YOUR ASSIGNMENT.
With the pictures excluded, reproduce all of the data exactly.

Photo-based referring expression data
************

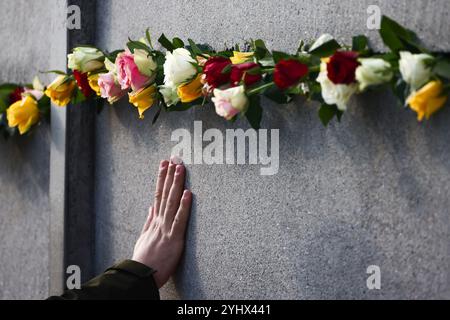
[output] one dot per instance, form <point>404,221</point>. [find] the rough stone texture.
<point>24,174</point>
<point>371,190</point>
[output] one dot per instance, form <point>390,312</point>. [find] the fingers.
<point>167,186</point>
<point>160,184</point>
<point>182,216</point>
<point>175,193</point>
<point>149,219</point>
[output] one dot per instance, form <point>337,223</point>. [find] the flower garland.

************

TASK RESULT.
[output] one dot per instance, form <point>404,221</point>. [find] the rough stone texture.
<point>24,174</point>
<point>371,190</point>
[output] one dot per instance, form <point>390,312</point>. [find] the fingers.
<point>167,186</point>
<point>160,184</point>
<point>182,216</point>
<point>175,193</point>
<point>149,219</point>
[output] one dot per instance, form <point>337,223</point>. [find] the flower garland.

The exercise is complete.